● **What the task requires**: Locate the line that contains "Can you see the van rear". Print it and each following line through the end of the listing, verbatim, and nothing more.

● **Record excerpts**:
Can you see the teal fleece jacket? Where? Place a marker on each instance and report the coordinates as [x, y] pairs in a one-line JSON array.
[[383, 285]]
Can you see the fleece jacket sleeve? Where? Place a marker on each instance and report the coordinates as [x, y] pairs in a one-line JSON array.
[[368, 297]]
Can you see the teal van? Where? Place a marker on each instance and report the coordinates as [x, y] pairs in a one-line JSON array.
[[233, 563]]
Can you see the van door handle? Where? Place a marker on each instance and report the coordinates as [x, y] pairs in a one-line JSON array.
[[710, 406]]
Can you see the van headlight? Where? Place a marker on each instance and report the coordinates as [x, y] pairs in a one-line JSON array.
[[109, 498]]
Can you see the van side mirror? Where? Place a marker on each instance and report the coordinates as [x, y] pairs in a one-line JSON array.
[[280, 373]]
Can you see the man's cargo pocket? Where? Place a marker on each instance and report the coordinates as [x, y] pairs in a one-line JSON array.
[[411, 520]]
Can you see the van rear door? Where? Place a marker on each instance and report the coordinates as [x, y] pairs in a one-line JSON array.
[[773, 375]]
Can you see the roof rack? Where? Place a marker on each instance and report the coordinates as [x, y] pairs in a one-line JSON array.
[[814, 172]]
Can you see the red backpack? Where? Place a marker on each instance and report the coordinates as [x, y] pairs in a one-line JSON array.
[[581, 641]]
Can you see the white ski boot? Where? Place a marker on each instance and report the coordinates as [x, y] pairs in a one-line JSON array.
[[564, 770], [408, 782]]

● **Problem solution**:
Can you see the van rear door? Where? Place a marker on each instance and report the coordinates as [x, y] pairs in a one-line JSON array.
[[773, 375]]
Can you see the roof rack? Where? Place a marker on each instance and report the coordinates as [x, y] pairs in a one-line JSON array.
[[814, 172]]
Can you see the red backpack? Where? Place a marker on each instance and report the coordinates as [x, y] pairs in a one-line JSON array.
[[581, 641]]
Can you see the white ski boot? Where? Place a marker on each instance and report the coordinates as [x, y] pairs in a one-line JSON array.
[[564, 770], [408, 782]]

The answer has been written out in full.